## REQUIRED TASKS
A – In the exhaust leak post, what holds the heat riser valve in place on the writer's 2.8 V6?
B – List every fluid that the exhaust leak post says can imitate an exhaust smell by dripping onto an exhaust pipe.
C – Resume the exhaust leak post after its last line.

Some GM products have a gasket under the EGR valve, that can blow out.
If your engine has 'pulse' air injection, a bad reed valve can let
exhaust gas leak (although it usually winds up in the intake); and the
tubing sometimes rots through (but that usually makes a noise).
Check around the heat riser valve too. On my 2.8 V6, the riser valve is
held by the same bolts that attach the exhaust pipe. It's easy to knock
the valve loose when changing the pipe.
CO of course is colorless and odorless, what you are smelling is likely
HC of some sort. It may not be exhaust gas, so also look at the PCV
system, carbon cannister, etc. Oil, coolant or ATF dripping onto an
exhaust pipe can also be a good imitation.
Randall
Tim Mullen wrote:
>
> Question about sources of an exhaust leak.

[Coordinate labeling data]
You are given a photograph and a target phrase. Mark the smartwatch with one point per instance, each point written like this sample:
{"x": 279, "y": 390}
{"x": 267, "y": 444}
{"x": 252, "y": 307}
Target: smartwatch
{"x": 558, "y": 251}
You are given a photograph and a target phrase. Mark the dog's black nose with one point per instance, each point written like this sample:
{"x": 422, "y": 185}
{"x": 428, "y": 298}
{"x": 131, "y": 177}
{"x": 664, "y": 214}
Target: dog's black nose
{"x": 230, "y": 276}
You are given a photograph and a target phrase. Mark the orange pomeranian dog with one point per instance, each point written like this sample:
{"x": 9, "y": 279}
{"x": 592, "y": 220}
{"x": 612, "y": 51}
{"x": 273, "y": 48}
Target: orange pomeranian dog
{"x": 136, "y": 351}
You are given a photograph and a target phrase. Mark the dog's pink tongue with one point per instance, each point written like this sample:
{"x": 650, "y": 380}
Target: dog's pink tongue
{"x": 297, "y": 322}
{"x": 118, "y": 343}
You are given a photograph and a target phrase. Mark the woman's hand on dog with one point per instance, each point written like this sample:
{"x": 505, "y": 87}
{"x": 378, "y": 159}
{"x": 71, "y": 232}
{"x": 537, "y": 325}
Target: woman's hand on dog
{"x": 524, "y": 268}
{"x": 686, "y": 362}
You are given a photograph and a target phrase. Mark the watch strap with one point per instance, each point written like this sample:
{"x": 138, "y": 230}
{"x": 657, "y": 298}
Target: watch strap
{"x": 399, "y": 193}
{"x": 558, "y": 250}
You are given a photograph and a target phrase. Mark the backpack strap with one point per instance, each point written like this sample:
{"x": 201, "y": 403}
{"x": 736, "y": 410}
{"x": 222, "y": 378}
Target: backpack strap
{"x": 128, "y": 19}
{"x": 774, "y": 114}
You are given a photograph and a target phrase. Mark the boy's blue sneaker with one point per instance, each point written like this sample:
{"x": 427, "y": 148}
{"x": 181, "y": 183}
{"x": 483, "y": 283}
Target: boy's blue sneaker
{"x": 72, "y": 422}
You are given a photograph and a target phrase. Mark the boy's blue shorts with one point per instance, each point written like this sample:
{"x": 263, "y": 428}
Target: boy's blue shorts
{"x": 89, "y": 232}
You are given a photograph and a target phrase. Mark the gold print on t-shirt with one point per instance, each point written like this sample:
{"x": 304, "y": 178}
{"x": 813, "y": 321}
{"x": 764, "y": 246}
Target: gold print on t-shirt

## RESULTS OF THE EXERCISE
A – The same bolts that attach the exhaust pipe.

B – Oil, coolant and ATF.

C –
>
> My son's '85 El Camino (305 V8, 4 bbl) appears to have an exhaust
> leak, but it's not coming from the exhaust pipes. It has a new exhaust,
> from the manifolds back (including the cat), but there appears to be
> a small leak. There is not noise, no air (exhaust) "puffing" out of
> manifold joints, etc. but there seems to be the smell of CO around
> the vicinity of the engine (and unfortunately into the cowl vents to
> the interior.
>
> Any suggestions as to what could be the cause? I'm thinking that
> it might be the EGR valve, but I've never heard of one leaking, just
> not working... Any body??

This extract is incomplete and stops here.